▸ STATED EXERCISE
Reproduce all of the records below word for word, leaving out the pictures.

▸ SUPPLIED RECORDS
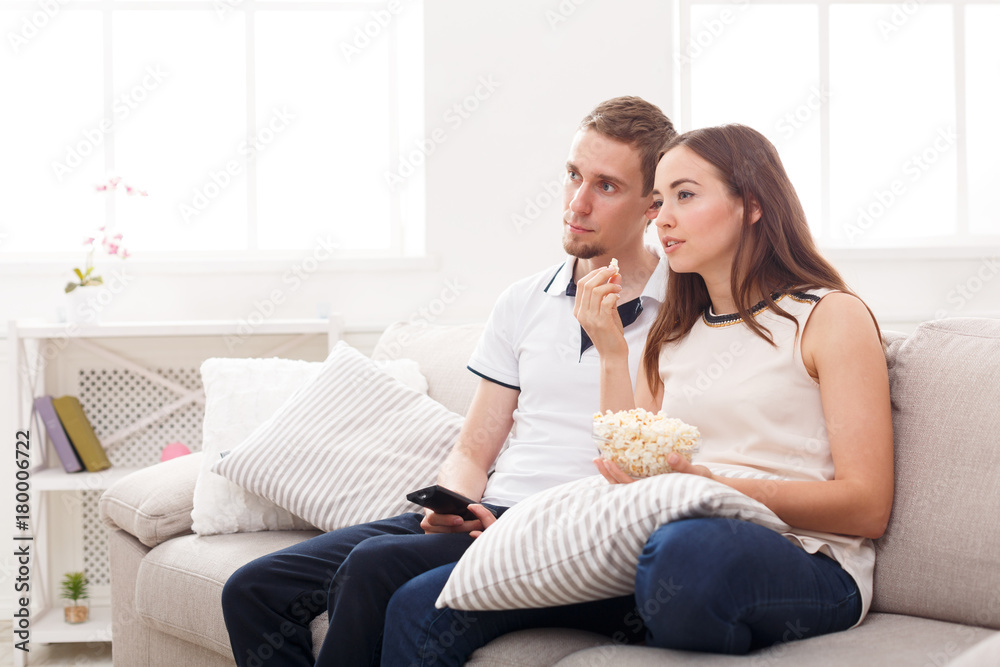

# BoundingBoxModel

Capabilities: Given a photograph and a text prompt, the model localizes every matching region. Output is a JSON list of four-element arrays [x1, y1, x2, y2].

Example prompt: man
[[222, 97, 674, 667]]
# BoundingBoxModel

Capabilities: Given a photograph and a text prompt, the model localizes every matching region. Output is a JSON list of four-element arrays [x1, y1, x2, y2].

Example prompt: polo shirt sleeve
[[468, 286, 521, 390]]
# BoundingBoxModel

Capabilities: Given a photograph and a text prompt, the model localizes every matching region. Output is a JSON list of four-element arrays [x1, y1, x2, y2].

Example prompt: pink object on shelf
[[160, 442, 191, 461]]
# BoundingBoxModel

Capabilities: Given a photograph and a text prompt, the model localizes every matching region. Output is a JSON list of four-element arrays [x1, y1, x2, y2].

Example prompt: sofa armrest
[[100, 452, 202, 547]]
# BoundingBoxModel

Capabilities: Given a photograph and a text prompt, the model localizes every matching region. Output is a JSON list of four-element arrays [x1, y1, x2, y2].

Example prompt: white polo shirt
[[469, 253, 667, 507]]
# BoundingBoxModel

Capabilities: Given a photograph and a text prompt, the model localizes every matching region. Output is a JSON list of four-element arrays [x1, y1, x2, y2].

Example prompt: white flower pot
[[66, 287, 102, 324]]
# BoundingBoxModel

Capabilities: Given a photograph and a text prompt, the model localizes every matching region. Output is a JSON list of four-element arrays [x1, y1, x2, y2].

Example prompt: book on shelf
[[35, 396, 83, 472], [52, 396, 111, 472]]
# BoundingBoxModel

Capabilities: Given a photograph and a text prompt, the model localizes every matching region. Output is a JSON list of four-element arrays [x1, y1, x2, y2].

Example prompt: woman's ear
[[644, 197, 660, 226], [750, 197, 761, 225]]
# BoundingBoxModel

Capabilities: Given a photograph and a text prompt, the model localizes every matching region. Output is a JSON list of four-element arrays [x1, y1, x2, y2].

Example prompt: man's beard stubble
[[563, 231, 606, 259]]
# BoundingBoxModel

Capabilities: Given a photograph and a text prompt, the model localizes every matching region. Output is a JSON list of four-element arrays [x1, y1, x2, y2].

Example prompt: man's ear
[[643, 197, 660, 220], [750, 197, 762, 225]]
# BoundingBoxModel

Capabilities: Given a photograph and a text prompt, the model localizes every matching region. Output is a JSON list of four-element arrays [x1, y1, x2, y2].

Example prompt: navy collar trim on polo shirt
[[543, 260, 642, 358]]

▸ PROBLEM SOLUTION
# BoundingBoxModel

Capabilities: Given a photograph and a text prompt, the model localizes every matching region. Output is a JSON list of four-element arrays [x1, y1, x2, y2].

Example prompt: man
[[222, 97, 674, 667]]
# BoundingBoxModel

Capabilities: Given a photograph and a text prompt, the model localizes every matching region. Output is a JSON list of four-element arrays [x1, y1, x2, y2].

Example prompt: polo shirt sleeve
[[468, 286, 521, 390]]
# BoundingBoxModel

Capabilities: Given a photograph and a text prompt, the model localizes every matching region. Output is a JSON list of four-element arrays [x1, y1, x2, y2].

Example prompt: pink object on shelf
[[160, 442, 191, 461]]
# BoundingBoxModel

Capabilities: Given a photograph and a text prompt, the model localizes every matching region. Output is a JSON list of four-element arrays [x1, y1, x2, y2].

Example prompt: sofa armrest
[[100, 452, 202, 547]]
# BoundingBoxModel

Capabilities: Given a photograph and a text prompt, the model localizes every matching region. Output is a JSON list of four-element arrays [x1, y1, x2, y2].

Example prompt: white polo shirt
[[469, 253, 667, 507]]
# BoundingBoxModel

Capabilities: Given a photograph and a text prompt, the model localizes every matching region. Output is a JSON list of four-element arrays [x1, y1, x2, y2].

Example prompt: white flower pot
[[66, 287, 102, 324]]
# BoundingBoxModel

Capabilities: Given a photograph and a text prompt, the model localizes every matching region. Output is a JSON list of four-element arrays [x1, y1, x2, y2].

Example prompt: book on shelf
[[35, 396, 83, 472], [52, 396, 111, 472]]
# BoundingBoxModel

Capabilities: Given a photograph and a text prompt, the model localizes every matching region. Output is a JSON list of four-element arrays [x1, y1, x2, y2].

Example prompt: woman's ear
[[644, 197, 660, 226], [750, 197, 761, 225]]
# BoundingBoxModel

Capabilities: Given a photograph and a text prompt, the model localizes every matching region. Output is a JSON list of four-element arrays [x1, y1, x2, y2].

Example prompt: man's beard stubble
[[563, 231, 606, 259]]
# BoundingBoxModel

Capabilities: Given a photograph and a text prompt, the model localizes every matching region. Output is a JSON list of four-element arrays [x1, y1, x2, y2].

Example prompt: man's ear
[[643, 197, 660, 220], [750, 197, 762, 225]]
# BoundingBoxModel

Capabilities: Given a photograph and a text prompt, the model localizes every matching region. Output is a JSON list of four-element arrays [x1, y1, x2, y2].

Example prompt: navy collar trim on polo shirt
[[543, 260, 642, 358]]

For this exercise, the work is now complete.